* What you need to do
Copy out the rows below with each "rough mask" renamed to "coarse mask" and nothing else altered. Leave the pictures out of your answer.

* Dataset extract
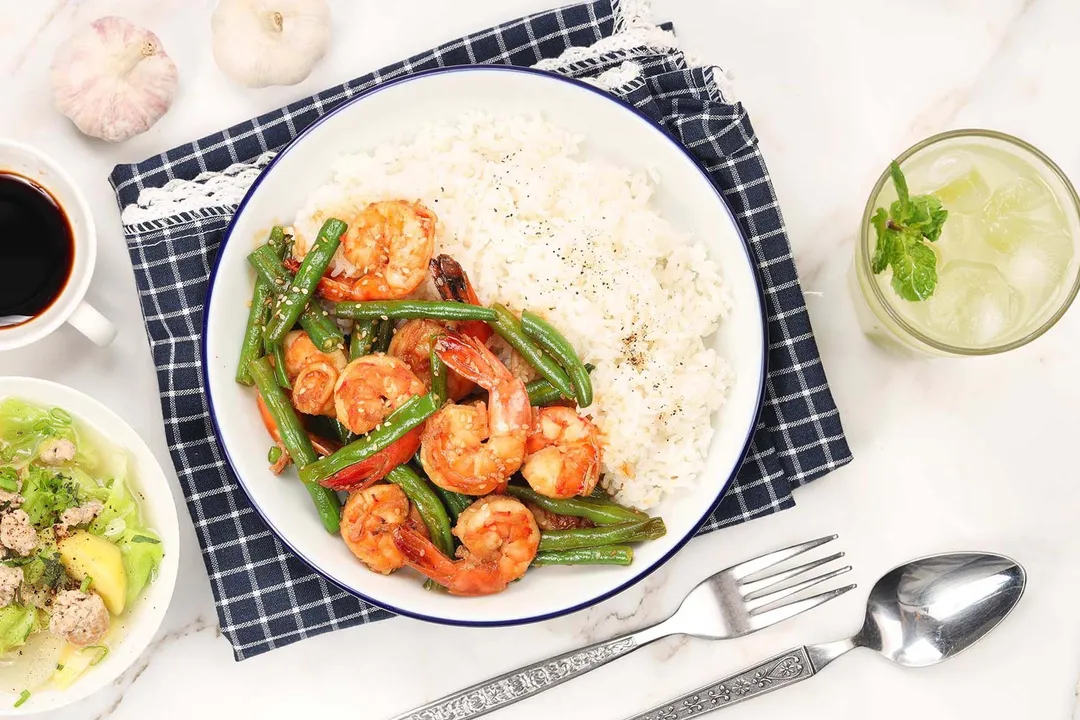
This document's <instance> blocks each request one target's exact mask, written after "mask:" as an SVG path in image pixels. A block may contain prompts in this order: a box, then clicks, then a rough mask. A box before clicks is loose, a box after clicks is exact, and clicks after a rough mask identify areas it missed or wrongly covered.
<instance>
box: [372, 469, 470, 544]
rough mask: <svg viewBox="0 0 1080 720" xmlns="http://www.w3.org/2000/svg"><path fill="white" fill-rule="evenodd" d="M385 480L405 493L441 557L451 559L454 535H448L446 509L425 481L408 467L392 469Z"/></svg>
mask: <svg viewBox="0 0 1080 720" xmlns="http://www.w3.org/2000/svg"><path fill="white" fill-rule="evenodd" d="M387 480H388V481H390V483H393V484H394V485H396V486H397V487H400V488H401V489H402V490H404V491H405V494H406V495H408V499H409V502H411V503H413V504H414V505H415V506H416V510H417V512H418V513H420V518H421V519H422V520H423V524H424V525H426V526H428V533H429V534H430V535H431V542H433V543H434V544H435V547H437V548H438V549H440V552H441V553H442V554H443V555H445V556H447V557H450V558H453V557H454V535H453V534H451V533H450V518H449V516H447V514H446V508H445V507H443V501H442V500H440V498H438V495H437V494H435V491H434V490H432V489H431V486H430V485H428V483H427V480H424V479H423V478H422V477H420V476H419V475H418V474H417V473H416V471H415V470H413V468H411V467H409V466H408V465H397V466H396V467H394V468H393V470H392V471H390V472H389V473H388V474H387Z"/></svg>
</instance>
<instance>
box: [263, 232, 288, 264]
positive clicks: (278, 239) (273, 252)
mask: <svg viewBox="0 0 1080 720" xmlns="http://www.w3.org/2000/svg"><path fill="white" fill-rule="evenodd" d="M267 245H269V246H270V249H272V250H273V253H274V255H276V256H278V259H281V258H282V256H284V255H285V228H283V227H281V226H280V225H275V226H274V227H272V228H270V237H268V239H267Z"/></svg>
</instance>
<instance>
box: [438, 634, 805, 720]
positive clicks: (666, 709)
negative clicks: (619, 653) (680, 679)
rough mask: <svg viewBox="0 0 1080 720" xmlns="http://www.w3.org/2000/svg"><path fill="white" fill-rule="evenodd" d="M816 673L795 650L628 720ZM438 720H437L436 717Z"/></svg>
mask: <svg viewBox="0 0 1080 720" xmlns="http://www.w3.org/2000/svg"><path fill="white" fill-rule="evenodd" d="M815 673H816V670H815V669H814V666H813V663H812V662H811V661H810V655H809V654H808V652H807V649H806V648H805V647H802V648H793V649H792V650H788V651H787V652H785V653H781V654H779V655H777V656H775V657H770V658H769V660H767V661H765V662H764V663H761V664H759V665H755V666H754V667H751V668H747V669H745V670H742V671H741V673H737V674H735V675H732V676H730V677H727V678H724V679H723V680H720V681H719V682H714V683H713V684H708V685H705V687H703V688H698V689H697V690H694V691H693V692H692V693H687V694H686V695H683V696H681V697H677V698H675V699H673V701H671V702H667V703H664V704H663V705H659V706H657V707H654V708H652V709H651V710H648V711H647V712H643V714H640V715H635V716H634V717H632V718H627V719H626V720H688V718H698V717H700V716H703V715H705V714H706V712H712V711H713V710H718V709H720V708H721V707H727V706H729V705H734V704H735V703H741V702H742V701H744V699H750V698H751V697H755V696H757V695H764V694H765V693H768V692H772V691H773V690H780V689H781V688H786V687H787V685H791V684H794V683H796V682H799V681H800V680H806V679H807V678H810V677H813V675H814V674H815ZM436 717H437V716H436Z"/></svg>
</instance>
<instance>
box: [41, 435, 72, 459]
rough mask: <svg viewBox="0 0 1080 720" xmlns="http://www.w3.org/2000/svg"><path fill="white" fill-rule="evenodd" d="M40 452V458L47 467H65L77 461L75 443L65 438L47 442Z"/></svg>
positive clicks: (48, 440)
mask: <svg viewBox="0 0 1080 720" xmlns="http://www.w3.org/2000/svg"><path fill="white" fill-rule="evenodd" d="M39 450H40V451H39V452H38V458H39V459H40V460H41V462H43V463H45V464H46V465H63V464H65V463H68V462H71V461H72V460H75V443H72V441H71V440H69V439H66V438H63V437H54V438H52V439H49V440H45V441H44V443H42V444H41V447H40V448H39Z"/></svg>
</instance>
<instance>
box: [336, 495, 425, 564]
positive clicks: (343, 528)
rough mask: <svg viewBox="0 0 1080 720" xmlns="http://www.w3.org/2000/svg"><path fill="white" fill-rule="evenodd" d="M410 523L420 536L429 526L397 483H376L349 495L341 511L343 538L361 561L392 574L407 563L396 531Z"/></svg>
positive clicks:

* Result
This document's <instance> blocks each request one target's exact mask, written after "mask:" as an SVG path in image pixels. A block may contain prompts in this order: a box, then clicks, then a coarse mask. A box before clicks is loose, a box after clicks is exact, and clicks after a coarse mask identify areas it missed or wrongly covered.
<instance>
box: [372, 469, 470, 544]
coarse mask: <svg viewBox="0 0 1080 720" xmlns="http://www.w3.org/2000/svg"><path fill="white" fill-rule="evenodd" d="M385 480L405 493L441 557L451 559L454 535H448L446 509L425 481L408 467L392 469Z"/></svg>
mask: <svg viewBox="0 0 1080 720" xmlns="http://www.w3.org/2000/svg"><path fill="white" fill-rule="evenodd" d="M387 480H388V481H390V483H393V484H394V485H396V486H397V487H400V488H401V489H402V490H404V491H405V494H406V495H408V499H409V502H411V503H413V504H414V505H415V506H416V510H417V512H418V513H420V518H421V519H422V520H423V524H424V525H426V526H428V533H429V534H430V535H431V542H433V543H434V544H435V547H437V548H438V549H440V552H441V553H442V554H443V555H445V556H447V557H450V558H453V557H454V535H453V534H451V533H450V518H449V516H447V514H446V508H445V507H443V501H442V500H440V498H438V495H437V494H435V491H434V490H432V489H431V486H430V485H428V483H427V480H424V479H423V478H422V477H420V476H419V475H418V474H417V473H416V471H415V470H413V468H411V467H409V466H408V465H397V466H396V467H394V468H393V470H392V471H390V472H389V473H388V474H387Z"/></svg>
</instance>
<instance>
box: [263, 232, 288, 264]
positive clicks: (278, 239) (273, 252)
mask: <svg viewBox="0 0 1080 720" xmlns="http://www.w3.org/2000/svg"><path fill="white" fill-rule="evenodd" d="M267 245H269V246H270V249H272V250H273V253H274V255H276V256H278V259H281V258H282V256H284V255H285V228H283V227H281V226H280V225H275V226H274V227H272V228H270V237H268V239H267Z"/></svg>
</instance>
<instance>
box: [438, 634, 805, 720]
positive clicks: (666, 709)
negative clicks: (619, 653) (680, 679)
coarse mask: <svg viewBox="0 0 1080 720" xmlns="http://www.w3.org/2000/svg"><path fill="white" fill-rule="evenodd" d="M816 673L795 650L628 720ZM438 720H437L436 717Z"/></svg>
mask: <svg viewBox="0 0 1080 720" xmlns="http://www.w3.org/2000/svg"><path fill="white" fill-rule="evenodd" d="M815 673H816V670H815V669H814V666H813V663H812V662H811V661H810V655H809V654H808V652H807V649H806V648H805V647H802V648H793V649H792V650H788V651H787V652H785V653H781V654H779V655H777V656H775V657H770V658H769V660H767V661H765V662H764V663H761V664H759V665H755V666H754V667H751V668H747V669H745V670H742V671H741V673H737V674H735V675H732V676H730V677H727V678H724V679H723V680H720V681H719V682H714V683H713V684H708V685H705V687H703V688H698V689H697V690H694V691H693V692H692V693H687V694H686V695H683V696H681V697H677V698H675V699H673V701H671V702H667V703H664V704H663V705H659V706H657V707H654V708H652V709H651V710H648V711H647V712H643V714H640V715H635V716H634V717H632V718H627V719H626V720H688V718H698V717H700V716H703V715H705V714H706V712H712V711H713V710H718V709H720V708H721V707H727V706H729V705H734V704H735V703H741V702H742V701H744V699H750V698H751V697H755V696H757V695H764V694H765V693H768V692H772V691H773V690H780V689H781V688H786V687H787V685H791V684H794V683H796V682H799V681H800V680H806V679H807V678H810V677H813V675H814V674H815ZM436 717H437V716H436Z"/></svg>
</instance>
<instance>
box: [41, 435, 72, 459]
coarse mask: <svg viewBox="0 0 1080 720" xmlns="http://www.w3.org/2000/svg"><path fill="white" fill-rule="evenodd" d="M40 452V458L47 467H65L77 461L75 443L65 438L47 442Z"/></svg>
positive clicks: (48, 440)
mask: <svg viewBox="0 0 1080 720" xmlns="http://www.w3.org/2000/svg"><path fill="white" fill-rule="evenodd" d="M39 450H40V451H39V452H38V458H39V459H40V460H41V462H43V463H45V464H46V465H63V464H65V463H68V462H71V461H72V460H75V443H72V441H71V440H69V439H66V438H63V437H54V438H52V439H49V440H45V441H44V443H42V444H41V447H40V448H39Z"/></svg>
</instance>
<instance>
box: [336, 495, 425, 564]
positive clicks: (343, 528)
coarse mask: <svg viewBox="0 0 1080 720" xmlns="http://www.w3.org/2000/svg"><path fill="white" fill-rule="evenodd" d="M410 523L420 536L429 526L397 483H376L349 495L341 511L343 538L361 561L392 574L407 563L396 531Z"/></svg>
positive clicks:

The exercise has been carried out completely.